◆ **Position annotation records**:
——————————

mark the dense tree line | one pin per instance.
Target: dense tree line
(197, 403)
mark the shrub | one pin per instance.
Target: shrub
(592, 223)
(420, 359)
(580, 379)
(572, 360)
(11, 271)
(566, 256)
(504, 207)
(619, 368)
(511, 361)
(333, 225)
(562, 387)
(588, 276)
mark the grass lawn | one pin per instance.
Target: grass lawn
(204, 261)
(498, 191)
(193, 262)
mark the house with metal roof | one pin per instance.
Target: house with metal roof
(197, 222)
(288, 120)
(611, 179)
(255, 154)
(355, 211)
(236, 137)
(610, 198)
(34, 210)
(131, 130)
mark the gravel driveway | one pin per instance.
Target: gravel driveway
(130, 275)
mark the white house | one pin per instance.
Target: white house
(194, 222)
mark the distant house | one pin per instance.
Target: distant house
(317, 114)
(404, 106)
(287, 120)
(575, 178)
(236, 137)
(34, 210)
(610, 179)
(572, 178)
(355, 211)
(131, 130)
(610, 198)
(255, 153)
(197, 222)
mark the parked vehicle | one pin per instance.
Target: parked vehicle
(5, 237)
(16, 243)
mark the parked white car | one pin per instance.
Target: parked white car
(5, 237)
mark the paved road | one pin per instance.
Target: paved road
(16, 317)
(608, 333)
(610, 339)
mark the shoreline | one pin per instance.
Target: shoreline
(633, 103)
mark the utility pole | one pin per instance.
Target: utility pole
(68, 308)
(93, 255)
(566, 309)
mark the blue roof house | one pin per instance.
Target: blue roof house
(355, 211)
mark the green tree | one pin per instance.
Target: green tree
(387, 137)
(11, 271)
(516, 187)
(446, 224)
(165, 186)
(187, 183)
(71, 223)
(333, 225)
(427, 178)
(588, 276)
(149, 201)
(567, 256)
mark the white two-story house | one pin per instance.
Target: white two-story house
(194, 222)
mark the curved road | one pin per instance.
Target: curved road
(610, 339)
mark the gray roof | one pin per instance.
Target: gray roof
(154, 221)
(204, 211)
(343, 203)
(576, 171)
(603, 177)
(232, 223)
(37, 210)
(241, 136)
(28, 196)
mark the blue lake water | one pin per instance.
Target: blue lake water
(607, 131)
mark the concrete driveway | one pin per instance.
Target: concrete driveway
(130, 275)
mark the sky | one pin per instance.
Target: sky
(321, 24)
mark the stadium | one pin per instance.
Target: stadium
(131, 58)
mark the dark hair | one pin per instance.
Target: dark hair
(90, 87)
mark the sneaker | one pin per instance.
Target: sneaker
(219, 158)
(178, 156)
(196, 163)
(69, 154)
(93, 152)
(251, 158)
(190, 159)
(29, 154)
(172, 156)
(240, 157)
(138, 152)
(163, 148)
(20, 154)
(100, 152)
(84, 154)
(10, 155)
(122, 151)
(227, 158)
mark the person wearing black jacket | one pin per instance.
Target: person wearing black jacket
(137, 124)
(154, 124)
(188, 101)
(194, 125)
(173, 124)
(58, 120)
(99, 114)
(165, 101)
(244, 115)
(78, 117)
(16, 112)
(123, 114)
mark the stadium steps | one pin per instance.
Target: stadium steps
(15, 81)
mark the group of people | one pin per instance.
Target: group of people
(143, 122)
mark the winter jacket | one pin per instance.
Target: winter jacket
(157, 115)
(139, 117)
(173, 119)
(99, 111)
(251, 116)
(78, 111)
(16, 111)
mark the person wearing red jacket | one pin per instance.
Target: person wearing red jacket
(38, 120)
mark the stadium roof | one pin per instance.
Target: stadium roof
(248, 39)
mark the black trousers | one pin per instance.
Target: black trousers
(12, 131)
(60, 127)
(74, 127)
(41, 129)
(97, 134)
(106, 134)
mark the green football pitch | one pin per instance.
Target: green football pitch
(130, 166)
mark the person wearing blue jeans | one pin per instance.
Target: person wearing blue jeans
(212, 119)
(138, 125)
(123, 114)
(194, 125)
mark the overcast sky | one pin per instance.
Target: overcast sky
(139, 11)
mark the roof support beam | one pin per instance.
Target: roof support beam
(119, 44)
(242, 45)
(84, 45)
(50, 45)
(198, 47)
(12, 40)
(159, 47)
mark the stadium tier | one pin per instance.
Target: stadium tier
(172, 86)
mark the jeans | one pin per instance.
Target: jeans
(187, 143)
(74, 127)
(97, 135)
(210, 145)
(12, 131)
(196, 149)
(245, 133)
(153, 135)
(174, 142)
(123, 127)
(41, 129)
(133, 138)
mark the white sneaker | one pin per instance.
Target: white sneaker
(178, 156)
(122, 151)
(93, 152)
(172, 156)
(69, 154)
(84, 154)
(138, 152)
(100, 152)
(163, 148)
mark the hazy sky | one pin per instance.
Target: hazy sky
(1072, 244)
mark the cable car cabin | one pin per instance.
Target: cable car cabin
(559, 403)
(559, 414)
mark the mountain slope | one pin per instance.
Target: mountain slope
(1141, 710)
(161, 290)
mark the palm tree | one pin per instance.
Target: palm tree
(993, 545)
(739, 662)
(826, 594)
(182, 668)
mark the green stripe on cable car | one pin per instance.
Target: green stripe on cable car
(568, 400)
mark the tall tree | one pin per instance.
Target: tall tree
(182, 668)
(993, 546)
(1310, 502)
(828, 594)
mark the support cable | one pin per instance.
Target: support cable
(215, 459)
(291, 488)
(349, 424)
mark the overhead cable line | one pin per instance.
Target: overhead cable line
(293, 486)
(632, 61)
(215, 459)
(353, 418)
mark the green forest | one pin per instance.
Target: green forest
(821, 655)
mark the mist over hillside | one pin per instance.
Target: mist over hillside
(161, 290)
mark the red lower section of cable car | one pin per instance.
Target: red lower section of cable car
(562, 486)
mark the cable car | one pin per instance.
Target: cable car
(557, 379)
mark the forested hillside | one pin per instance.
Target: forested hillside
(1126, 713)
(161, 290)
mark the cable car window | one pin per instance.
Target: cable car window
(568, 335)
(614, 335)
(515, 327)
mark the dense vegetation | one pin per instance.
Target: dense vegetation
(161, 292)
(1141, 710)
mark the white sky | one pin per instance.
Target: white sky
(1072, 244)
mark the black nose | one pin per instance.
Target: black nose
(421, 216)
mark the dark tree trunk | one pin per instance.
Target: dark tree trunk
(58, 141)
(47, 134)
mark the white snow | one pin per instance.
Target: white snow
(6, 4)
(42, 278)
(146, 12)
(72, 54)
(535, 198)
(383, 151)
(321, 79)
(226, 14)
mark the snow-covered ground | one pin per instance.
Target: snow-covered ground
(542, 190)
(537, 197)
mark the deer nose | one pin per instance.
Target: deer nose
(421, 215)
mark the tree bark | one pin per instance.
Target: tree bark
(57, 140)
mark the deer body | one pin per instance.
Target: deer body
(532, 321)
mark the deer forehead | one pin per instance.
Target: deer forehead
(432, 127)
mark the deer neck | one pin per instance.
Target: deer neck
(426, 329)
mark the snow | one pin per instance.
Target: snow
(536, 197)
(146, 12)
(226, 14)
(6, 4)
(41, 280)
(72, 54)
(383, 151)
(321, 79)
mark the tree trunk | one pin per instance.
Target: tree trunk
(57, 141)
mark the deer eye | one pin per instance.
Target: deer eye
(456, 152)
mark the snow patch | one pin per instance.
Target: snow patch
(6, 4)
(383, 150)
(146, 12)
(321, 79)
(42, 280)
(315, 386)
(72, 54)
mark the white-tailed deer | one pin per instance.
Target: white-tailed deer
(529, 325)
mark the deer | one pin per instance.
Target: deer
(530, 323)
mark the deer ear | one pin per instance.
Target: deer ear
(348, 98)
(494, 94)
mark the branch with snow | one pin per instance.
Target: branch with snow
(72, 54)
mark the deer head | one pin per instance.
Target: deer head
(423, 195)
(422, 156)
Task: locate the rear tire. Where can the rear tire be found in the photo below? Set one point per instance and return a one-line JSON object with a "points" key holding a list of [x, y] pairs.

——————————

◆ **OBJECTIVE**: Leave out every line before the one containing "mark the forested"; set down that line and all remaining lines of the material exactly.

◆ **RESULT BELOW**:
mark the forested hillside | one pin per instance.
Target: forested hillside
(1126, 713)
(161, 290)
mark the cable car window | one pin per instance.
Target: cable car window
(568, 335)
(614, 335)
(515, 327)
mark the dense vegetation | one pin per instance.
Target: dense vegetation
(161, 292)
(1141, 710)
mark the white sky | one pin per instance.
Target: white sky
(1072, 244)
mark the black nose | one pin per instance.
Target: black nose
(421, 216)
mark the dark tree trunk | one pin per instance.
Target: dark tree trunk
(58, 141)
(47, 134)
mark the white snow | one pin per instance.
Target: white snow
(6, 4)
(42, 278)
(146, 12)
(72, 54)
(535, 198)
(383, 151)
(321, 79)
(226, 14)
mark the snow-covered ground | one pin per instance.
Target: snow-covered ground
(542, 190)
(537, 197)
mark the deer nose | one pin per instance.
Target: deer nose
(421, 215)
mark the tree bark | one pin per instance.
Target: tree bark
(57, 140)
mark the deer body | one pin per instance.
Target: deer body
(532, 321)
mark the deer forehead | one pin per instance.
Target: deer forehead
(432, 127)
mark the deer neck | one pin per instance.
Target: deer neck
(426, 329)
mark the snow | one pin per instance.
Target: snow
(536, 197)
(146, 12)
(226, 14)
(6, 4)
(41, 280)
(72, 54)
(383, 151)
(321, 79)
mark the tree trunk | one pin per instance.
Target: tree trunk
(57, 141)
mark the deer eye | one pin per instance.
Target: deer eye
(456, 152)
mark the snow patch | one pin per instance.
Target: snow patch
(6, 4)
(383, 150)
(146, 12)
(321, 79)
(42, 280)
(315, 386)
(72, 54)
mark the white-tailed deer | one pin per instance.
Target: white-tailed deer
(529, 325)
mark the deer | one pin per instance.
Target: deer
(530, 323)
mark the deer ear | one pin per instance.
Target: deer ear
(348, 98)
(494, 94)
mark the branch with snow | one pin per instance.
Target: branch with snow
(72, 54)
mark the deer head | one pin per instance.
Target: deer head
(423, 195)
(422, 156)
Task: locate the rear tire. Where can the rear tire be found in the photo below? Set one point per instance and return a one-line JSON object with a "points" key holding a list of [x, y] pairs.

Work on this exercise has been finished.